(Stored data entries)

⁂

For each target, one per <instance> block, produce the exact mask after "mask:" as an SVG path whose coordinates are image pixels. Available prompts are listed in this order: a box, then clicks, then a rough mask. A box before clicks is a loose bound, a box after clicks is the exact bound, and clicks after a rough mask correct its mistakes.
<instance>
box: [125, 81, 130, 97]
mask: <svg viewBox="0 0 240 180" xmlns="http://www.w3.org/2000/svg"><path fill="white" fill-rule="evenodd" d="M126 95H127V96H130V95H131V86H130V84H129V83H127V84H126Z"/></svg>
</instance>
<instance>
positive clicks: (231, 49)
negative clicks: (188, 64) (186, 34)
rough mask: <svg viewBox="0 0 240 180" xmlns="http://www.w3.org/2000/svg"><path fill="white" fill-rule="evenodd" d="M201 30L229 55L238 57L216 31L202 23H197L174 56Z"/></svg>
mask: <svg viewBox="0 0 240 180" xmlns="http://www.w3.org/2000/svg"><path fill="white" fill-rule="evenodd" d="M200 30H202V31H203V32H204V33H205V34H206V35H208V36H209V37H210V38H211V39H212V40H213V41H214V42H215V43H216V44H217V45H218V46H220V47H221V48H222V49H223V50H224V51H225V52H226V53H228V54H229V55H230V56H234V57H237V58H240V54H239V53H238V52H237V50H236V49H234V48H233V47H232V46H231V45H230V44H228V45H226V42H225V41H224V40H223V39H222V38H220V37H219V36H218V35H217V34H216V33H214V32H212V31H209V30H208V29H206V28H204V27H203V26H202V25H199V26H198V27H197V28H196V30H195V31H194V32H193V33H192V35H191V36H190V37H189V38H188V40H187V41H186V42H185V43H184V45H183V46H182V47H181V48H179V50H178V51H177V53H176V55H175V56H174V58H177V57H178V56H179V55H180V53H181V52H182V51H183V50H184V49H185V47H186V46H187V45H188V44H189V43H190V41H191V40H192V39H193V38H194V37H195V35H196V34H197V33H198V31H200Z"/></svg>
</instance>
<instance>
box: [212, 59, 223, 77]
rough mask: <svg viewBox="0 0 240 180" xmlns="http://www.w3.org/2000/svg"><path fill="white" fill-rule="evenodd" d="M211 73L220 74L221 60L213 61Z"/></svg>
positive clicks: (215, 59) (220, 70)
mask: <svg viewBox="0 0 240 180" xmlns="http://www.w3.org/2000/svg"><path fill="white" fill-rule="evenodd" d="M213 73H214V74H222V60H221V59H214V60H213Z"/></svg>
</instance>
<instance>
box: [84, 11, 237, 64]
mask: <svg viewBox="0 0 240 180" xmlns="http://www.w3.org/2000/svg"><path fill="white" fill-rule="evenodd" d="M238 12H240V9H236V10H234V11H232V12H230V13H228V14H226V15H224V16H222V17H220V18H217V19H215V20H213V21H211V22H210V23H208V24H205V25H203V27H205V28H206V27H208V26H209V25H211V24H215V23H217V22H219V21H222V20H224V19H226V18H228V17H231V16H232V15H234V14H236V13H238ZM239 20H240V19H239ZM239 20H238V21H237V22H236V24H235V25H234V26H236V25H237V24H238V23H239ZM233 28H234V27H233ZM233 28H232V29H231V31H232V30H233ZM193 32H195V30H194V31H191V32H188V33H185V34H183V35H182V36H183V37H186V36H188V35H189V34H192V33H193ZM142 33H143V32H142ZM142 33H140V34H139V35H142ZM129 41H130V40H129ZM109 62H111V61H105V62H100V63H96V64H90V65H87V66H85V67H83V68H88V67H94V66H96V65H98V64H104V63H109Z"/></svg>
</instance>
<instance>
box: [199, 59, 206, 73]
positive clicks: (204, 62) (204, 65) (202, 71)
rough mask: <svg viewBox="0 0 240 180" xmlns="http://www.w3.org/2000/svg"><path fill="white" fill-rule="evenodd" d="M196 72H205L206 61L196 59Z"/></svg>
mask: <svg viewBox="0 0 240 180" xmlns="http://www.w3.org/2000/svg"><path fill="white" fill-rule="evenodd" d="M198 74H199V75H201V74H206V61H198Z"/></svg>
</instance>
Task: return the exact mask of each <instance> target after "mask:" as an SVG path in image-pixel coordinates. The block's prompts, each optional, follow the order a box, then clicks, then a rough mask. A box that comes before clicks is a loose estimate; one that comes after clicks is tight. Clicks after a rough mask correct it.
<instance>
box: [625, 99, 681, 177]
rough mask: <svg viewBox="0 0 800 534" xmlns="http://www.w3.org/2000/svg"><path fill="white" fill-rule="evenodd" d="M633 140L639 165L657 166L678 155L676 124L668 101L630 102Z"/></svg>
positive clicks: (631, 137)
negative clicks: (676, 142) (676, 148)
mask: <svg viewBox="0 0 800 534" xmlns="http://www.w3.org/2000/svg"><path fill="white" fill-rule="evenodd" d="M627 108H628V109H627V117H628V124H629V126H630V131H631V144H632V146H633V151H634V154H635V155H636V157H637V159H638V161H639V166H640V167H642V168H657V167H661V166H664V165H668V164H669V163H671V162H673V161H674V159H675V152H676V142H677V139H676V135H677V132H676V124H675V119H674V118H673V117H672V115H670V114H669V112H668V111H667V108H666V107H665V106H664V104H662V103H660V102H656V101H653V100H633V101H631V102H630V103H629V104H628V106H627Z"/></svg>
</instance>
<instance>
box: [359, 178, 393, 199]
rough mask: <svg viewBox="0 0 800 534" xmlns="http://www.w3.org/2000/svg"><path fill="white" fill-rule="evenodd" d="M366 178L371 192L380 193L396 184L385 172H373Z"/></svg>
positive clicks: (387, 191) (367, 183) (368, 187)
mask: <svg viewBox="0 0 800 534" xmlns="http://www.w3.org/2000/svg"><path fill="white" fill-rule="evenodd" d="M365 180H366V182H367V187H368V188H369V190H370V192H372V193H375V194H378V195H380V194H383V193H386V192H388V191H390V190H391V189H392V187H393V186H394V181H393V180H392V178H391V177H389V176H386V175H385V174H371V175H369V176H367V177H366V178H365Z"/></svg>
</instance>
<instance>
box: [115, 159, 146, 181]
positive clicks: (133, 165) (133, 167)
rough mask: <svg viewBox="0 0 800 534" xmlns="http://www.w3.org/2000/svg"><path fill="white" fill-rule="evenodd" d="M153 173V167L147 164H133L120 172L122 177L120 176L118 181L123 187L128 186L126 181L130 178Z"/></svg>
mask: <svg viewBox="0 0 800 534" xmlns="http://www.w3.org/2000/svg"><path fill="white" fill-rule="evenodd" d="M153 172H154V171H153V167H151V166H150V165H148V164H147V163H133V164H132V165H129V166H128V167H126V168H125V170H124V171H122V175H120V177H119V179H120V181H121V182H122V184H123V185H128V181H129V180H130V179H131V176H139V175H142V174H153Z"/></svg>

⁂

__Assignment__
Restate each record word for word.

__Task output__
For each target, one per <instance> block, produce the exact mask after "mask:" as an SVG path whose coordinates are image pixels. Available prompts are listed in this order: a box, then clicks, then a rough mask. A box before clicks is a loose bound, a box after clicks is the exact bound, and clicks after a rough mask correct its mistakes.
<instance>
box: [125, 81, 130, 97]
mask: <svg viewBox="0 0 240 180" xmlns="http://www.w3.org/2000/svg"><path fill="white" fill-rule="evenodd" d="M126 95H127V96H130V95H131V86H130V84H129V83H127V84H126Z"/></svg>
</instance>
<instance>
positive clicks: (231, 49)
negative clicks: (188, 64) (186, 34)
rough mask: <svg viewBox="0 0 240 180" xmlns="http://www.w3.org/2000/svg"><path fill="white" fill-rule="evenodd" d="M201 30L229 55L238 57L216 31L202 23H197L174 56Z"/></svg>
mask: <svg viewBox="0 0 240 180" xmlns="http://www.w3.org/2000/svg"><path fill="white" fill-rule="evenodd" d="M200 30H202V31H203V32H204V33H205V34H206V35H208V36H209V37H210V38H211V39H212V40H213V41H214V42H215V43H216V44H217V45H218V46H220V47H221V48H222V49H223V50H224V51H225V52H226V53H228V54H229V55H230V56H234V57H237V58H240V54H239V53H238V52H237V50H236V49H234V48H233V47H232V46H231V45H230V44H228V45H226V42H225V41H224V40H223V39H222V38H220V37H219V36H218V35H217V34H216V33H214V32H212V31H209V30H208V29H206V28H204V27H203V26H202V25H199V26H198V27H197V28H196V30H195V31H194V32H193V33H192V35H191V36H190V37H189V38H188V40H187V41H186V42H185V43H184V45H183V46H182V47H181V48H179V50H178V51H177V53H176V55H175V56H174V58H177V57H178V56H179V55H180V53H181V52H182V51H183V50H184V49H185V47H186V46H187V45H188V44H189V43H190V41H191V40H192V39H193V38H194V37H195V35H196V34H197V33H198V31H200Z"/></svg>
</instance>
<instance>
box: [212, 59, 223, 77]
rough mask: <svg viewBox="0 0 240 180" xmlns="http://www.w3.org/2000/svg"><path fill="white" fill-rule="evenodd" d="M211 73L220 74L221 60L213 61Z"/></svg>
positive clicks: (215, 59) (220, 70)
mask: <svg viewBox="0 0 240 180" xmlns="http://www.w3.org/2000/svg"><path fill="white" fill-rule="evenodd" d="M213 73H214V74H222V60H221V59H214V60H213Z"/></svg>
</instance>
<instance>
box: [84, 11, 237, 64]
mask: <svg viewBox="0 0 240 180" xmlns="http://www.w3.org/2000/svg"><path fill="white" fill-rule="evenodd" d="M238 12H240V9H236V10H234V11H232V12H230V13H228V14H226V15H224V16H222V17H220V18H217V19H215V20H213V21H211V22H210V23H208V24H205V25H203V27H205V28H206V27H208V26H209V25H211V24H215V23H217V22H219V21H222V20H224V19H226V18H228V17H231V16H232V15H234V14H236V13H238ZM239 20H240V19H239ZM239 20H238V21H237V22H236V24H235V25H234V26H236V25H237V24H238V23H239ZM233 28H234V27H233ZM233 28H232V29H231V31H232V30H233ZM193 32H195V30H194V31H191V32H188V33H185V34H183V35H182V36H183V37H186V36H188V35H189V34H192V33H193ZM142 33H143V32H142ZM142 33H140V34H139V35H142ZM129 41H130V40H129ZM109 62H111V61H105V62H100V63H96V64H90V65H87V66H85V67H83V68H88V67H94V66H96V65H98V64H104V63H109Z"/></svg>
</instance>
<instance>
box: [199, 59, 206, 73]
positive clicks: (204, 62) (204, 65) (202, 71)
rough mask: <svg viewBox="0 0 240 180" xmlns="http://www.w3.org/2000/svg"><path fill="white" fill-rule="evenodd" d="M196 72H205L206 61L196 59Z"/></svg>
mask: <svg viewBox="0 0 240 180" xmlns="http://www.w3.org/2000/svg"><path fill="white" fill-rule="evenodd" d="M198 74H199V75H201V74H206V61H198Z"/></svg>
</instance>
Task: return the exact mask of each <instance> target after "mask:" as an SVG path in image-pixel coordinates. The block's prompts, each optional, follow the order a box, then clicks, then a rough mask. A box that comes before clicks is a loose estimate; one that comes after clicks is tight. Clicks after a rough mask correct it.
<instance>
box: [625, 99, 681, 177]
rough mask: <svg viewBox="0 0 800 534" xmlns="http://www.w3.org/2000/svg"><path fill="white" fill-rule="evenodd" d="M633 140L639 165L657 166L678 155L676 124L668 101L630 102Z"/></svg>
positive clicks: (631, 137)
negative clicks: (676, 142) (676, 148)
mask: <svg viewBox="0 0 800 534" xmlns="http://www.w3.org/2000/svg"><path fill="white" fill-rule="evenodd" d="M627 108H628V109H627V117H628V124H629V126H630V131H631V144H632V146H633V151H634V154H635V155H636V157H637V159H638V161H639V166H640V167H642V168H657V167H661V166H664V165H668V164H669V163H671V162H673V161H674V159H675V152H676V142H677V139H676V135H677V132H676V124H675V119H674V118H673V117H672V115H670V114H669V112H668V111H667V108H666V107H665V106H664V104H662V103H660V102H656V101H653V100H633V101H631V102H630V103H629V104H628V106H627Z"/></svg>
</instance>
<instance>
box: [359, 178, 393, 199]
rough mask: <svg viewBox="0 0 800 534" xmlns="http://www.w3.org/2000/svg"><path fill="white" fill-rule="evenodd" d="M366 178L371 192L380 193L396 184L385 172H373Z"/></svg>
positive clicks: (387, 191) (367, 183) (368, 187)
mask: <svg viewBox="0 0 800 534" xmlns="http://www.w3.org/2000/svg"><path fill="white" fill-rule="evenodd" d="M365 180H366V182H367V187H368V188H369V190H370V192H372V193H375V194H378V195H380V194H383V193H386V192H388V191H390V190H391V189H392V187H393V186H394V181H393V180H392V178H391V177H389V176H386V175H385V174H371V175H369V176H367V177H366V178H365Z"/></svg>
</instance>
<instance>
box: [115, 159, 146, 181]
positive clicks: (133, 165) (133, 167)
rough mask: <svg viewBox="0 0 800 534" xmlns="http://www.w3.org/2000/svg"><path fill="white" fill-rule="evenodd" d="M153 173V167L147 164H133L120 172L122 177L120 176L118 181L123 187L128 186L126 181L130 178Z"/></svg>
mask: <svg viewBox="0 0 800 534" xmlns="http://www.w3.org/2000/svg"><path fill="white" fill-rule="evenodd" d="M153 172H154V171H153V167H151V166H150V165H148V164H147V163H133V164H132V165H129V166H128V167H126V168H125V170H124V171H122V175H120V177H119V179H120V181H121V182H122V184H123V185H128V181H129V180H130V179H131V176H139V175H142V174H153Z"/></svg>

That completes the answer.